- **Exercise task**: Copy out the lines of the records below without any change, starting at the line that contains "DETECT dark trousers" and ending at the line that contains "[467,70,506,152]".

- **Provided data**:

◇ ◇ ◇

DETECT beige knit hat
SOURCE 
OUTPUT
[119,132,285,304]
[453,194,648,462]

◇ ◇ ◇

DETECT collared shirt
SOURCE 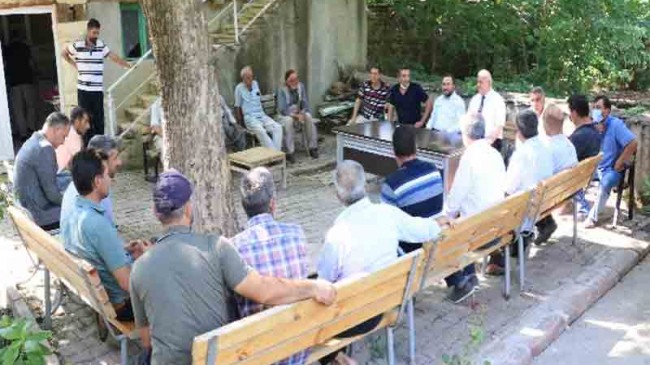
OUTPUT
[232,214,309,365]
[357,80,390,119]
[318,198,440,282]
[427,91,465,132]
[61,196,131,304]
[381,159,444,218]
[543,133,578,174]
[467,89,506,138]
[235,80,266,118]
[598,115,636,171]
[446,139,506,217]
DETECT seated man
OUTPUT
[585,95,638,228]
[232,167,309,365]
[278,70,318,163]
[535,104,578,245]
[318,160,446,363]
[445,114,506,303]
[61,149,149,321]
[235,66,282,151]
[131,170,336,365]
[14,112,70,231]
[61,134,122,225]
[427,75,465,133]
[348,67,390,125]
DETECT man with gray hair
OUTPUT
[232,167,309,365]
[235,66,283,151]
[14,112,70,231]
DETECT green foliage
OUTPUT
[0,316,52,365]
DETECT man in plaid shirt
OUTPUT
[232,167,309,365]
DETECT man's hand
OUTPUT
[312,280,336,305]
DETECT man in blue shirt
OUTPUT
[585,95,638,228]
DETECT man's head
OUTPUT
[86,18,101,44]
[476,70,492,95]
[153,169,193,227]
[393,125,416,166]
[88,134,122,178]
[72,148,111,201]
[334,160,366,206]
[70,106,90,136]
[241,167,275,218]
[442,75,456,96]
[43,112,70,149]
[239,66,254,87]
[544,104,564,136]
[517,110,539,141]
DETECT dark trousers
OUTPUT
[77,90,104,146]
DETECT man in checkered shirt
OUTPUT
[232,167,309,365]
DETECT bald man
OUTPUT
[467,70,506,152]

◇ ◇ ◇

- **Exercise response**:
DETECT dark trousers
OUTPUT
[77,90,104,146]
DETECT man in checkered shirt
OUTPUT
[232,167,309,365]
DETECT bald man
OUTPUT
[467,70,506,152]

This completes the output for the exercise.